— START OF Document excerpt —
3   Introduction to the Case Study

In Australia, timely completion is reinforced through PhD scholarship rules and the
Australian Quality Framework (AQF) that explicitly state the term of PhD studies as 3-4
years. The PhD program at QUT is expected to be completed within a three-year period.
During these three years, students need to complete three major milestones at which the
scope, plan and progress of the student is scrutinised: Stage 2, the Confirmation seminar,
and the Final seminar. A student may withdraw from the degree at any point which
terminates the PhD journey. Independent of the three milestones, the student may take
periods of leave, apply for extensions, complete annual progress reports, which are all
done using online e-forms. These e-forms assist with monitoring the progress of a PhD
student thus contributing to timely completion of student journeys. The varied number
of activities involved, inherent uncertainties of research, and the multi-year duration
make the PhD journey a complex process. As a result, the PhD journey is a much less
unstructured process although the milestones are clearly defined.
— END OF Document excerpt —
* Directive 1 *
Reproduce the introduction to the PhD case study above word for word.
— START OF Dataset —
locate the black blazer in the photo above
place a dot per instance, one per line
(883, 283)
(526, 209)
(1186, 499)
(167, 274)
— END OF Dataset —
* Directive 2 *
Quote every one of the dataset entries above verbatim, line for line.

* Full solution 1 *
3   Introduction to the Case Study

In Australia, timely completion is reinforced through PhD scholarship rules and the
Australian Quality Framework (AQF) that explicitly state the term of PhD studies as 3-4
years. The PhD program at QUT is expected to be completed within a three-year period.
During these three years, students need to complete three major milestones at which the
scope, plan and progress of the student is scrutinised: Stage 2, the Confirmation seminar,
and the Final seminar. A student may withdraw from the degree at any point which
terminates the PhD journey. Independent of the three milestones, the student may take
periods of leave, apply for extensions, complete annual progress reports, which are all
done using online e-forms. These e-forms assist with monitoring the progress of a PhD
student thus contributing to timely completion of student journeys. The varied number
of activities involved, inherent uncertainties of research, and the multi-year duration
make the PhD journey a complex process. As a result, the PhD journey is a much less
unstructured process although the milestones are clearly defined.

* Full solution 2 *
locate the black blazer in the photo above
place a dot per instance, one per line
(883, 283)
(526, 209)
(1186, 499)
(167, 274)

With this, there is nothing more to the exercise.